Per dirvi che Renato lo ricordiamo in tutte le latitudini  per ribardirvi che il fascismo si maschera in
cento e uno modi: nei discorsi stupidi del coatti, nelle manie annoiate dei
pariolini, nella violenza di genere che infesta anche i movimenti di
liberazione, nelle divise che pattugliano le citta’, nei paramilitari che
sgomberano le comunita’ contadine, nelle cupole del potere, della borsa, negli
yacht degli assassini che depredano il nostro pianeta. Mi sento impacciato e
stretto fra queste parole, perche’ certi ricordi corrono liberi, a cascata,
come torrenti per le montagne.
Volevo solo fermarmi un attimo a ricordare Renato. Renato  che per me e’ Renato delle feste o Renato de
Pirateria, che per qualcun’altro e’ Renato delle partite di calcio al
Cinodromo, o Renato che suona, o Renoiz; o Renato, l’amore della vita, Renato
con gli occhi belli, Renato l’amico d’infanzia. Ognuno, ognuna, ha il suo
Renato.  Pero’ poi c’e’ un Renato di tutti, di tutte. Un Renato
gigante  che non perde l’umanita’ o la sua bellezza originale e specifica
ma che trascende se stesso per diventare esperienza collettiva.
Renato come simbolo di lame che non vogliamo piu’ vedere, di storie e connubi
che devono sparire dalle cronache, dalle strade, dalla storia.
Renato nel quale molti e molte ci siamo identificati senza forzature, perche’
Renato, come Antonio, e’ lo stendardo del sorriso, della vita, della militanza
solare contro la tristezza della rassegnazione e la violenza della barbarie.

Renato e’ gia’ memoria collettiva, gia’ s’e’ moltiplicato ed
aperto in una pioggia di sorrisi, di pugni chiusi, di riunioni, di striscioni,
di feste, di cordoni, di abbracci e di baci. Renato e’ una corrente nelle
grandi mareggiate del movimento, dei movimenti.
Adesso che leggete queste righe sto in una comunita’ indígena e contadina, una
delle tante che, autogestita e ribelle, resiste all’avanzata devastante del
neoliberismo. Con altre parole di un’altra lingua, stiamo ricordando Renato.
Con altre lotte, continuiamo a tessere la memoria viva del cambiamento che
auspichiamo e costruiamo.
* * * * * * * * *
● **ESERCIZI DA SVOLGERE**:
A. Nel testo in ricordo di Renato, elenca tutto ciò di cui è fatta la "pioggia" in cui Renato si è aperto.
B. Continua, per favore, il testo in ricordo di Renato a partire dalla sua ultima frase.
L'elenco di dati proviene da una fonte diversa.

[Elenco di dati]
* * * * * * * * *
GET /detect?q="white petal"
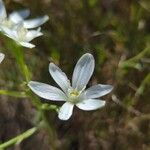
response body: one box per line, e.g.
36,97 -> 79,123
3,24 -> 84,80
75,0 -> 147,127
28,81 -> 66,101
58,102 -> 74,120
83,84 -> 113,99
72,53 -> 95,91
24,15 -> 49,29
0,0 -> 7,20
19,41 -> 35,48
76,99 -> 105,111
26,29 -> 43,41
9,9 -> 30,23
49,63 -> 70,92
0,53 -> 5,63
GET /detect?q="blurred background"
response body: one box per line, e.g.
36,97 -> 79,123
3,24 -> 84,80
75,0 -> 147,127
0,0 -> 150,150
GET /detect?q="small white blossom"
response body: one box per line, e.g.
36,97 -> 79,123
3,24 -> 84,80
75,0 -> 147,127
28,53 -> 113,120
0,0 -> 49,48
0,53 -> 5,63
3,23 -> 43,48
0,0 -> 49,31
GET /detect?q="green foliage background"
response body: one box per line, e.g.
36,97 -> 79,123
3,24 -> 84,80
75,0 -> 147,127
0,0 -> 150,150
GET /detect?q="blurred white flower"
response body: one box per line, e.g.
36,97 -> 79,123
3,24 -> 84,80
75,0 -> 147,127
0,53 -> 5,63
3,23 -> 43,48
0,0 -> 49,31
0,0 -> 49,48
28,53 -> 113,120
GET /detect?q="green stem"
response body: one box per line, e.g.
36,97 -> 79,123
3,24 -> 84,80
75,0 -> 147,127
5,40 -> 30,82
0,127 -> 37,149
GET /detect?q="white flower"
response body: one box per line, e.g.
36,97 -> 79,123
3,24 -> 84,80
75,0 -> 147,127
3,23 -> 43,48
0,0 -> 49,48
0,0 -> 49,31
0,53 -> 5,63
28,53 -> 113,120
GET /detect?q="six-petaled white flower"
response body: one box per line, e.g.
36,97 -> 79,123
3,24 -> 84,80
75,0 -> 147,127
0,53 -> 5,63
0,0 -> 49,48
28,53 -> 113,120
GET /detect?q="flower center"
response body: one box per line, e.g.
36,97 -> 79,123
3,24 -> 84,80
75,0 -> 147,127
68,90 -> 80,104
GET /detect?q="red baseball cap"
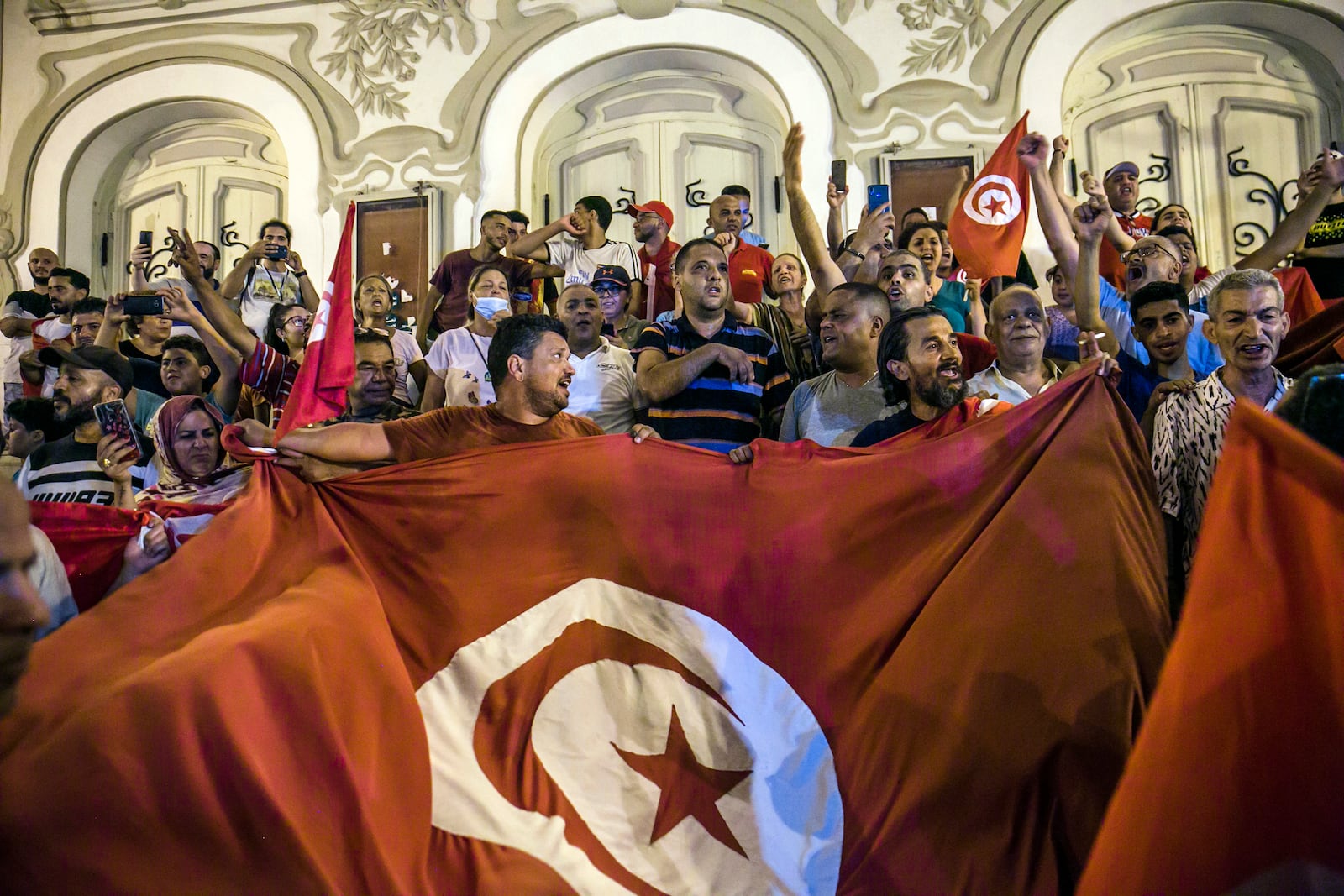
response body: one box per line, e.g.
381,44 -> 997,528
627,199 -> 672,230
* * * * * * * * *
● **RISPOSTE IN ORDINE**:
A. sorrisi, pugni chiusi, riunioni, striscioni, feste, cordoni, abbracci, baci

B.
Questa memoria collettiva c’impone una responsabilita’ ancora piu’ grande di un
semplice, dovuto e malinconico ricordo. Impone una scelta senza mezzi termini
che giustifica una vita da pazzi, che giustifica le botte, gli agguati, il
carcere e tutte quelle grigezze che incombono sulle scelte colorate ed abbaglianti
che facciamo. La memoria collettiva, questo meccanismo complesso in cui ognuno
e’ attore o attrice, ci costringe a darci dentro a piu’ non posso. A non
rendere inutile altro sangue, perche’ altrimenti non avrebbe veramente senso
andarsene cosi’, in una bella notte d’estate.
Che la paura non ci paralizzi, compagni, compagne: vogliamo mettere quanto dura
il guizzo d’una lama infame con il riverbero eterno delle stelle, per le quali
lottiamo?
Come gia’ ha scritto qualcuno, un occhio all’immediato e l’altro all’infinito.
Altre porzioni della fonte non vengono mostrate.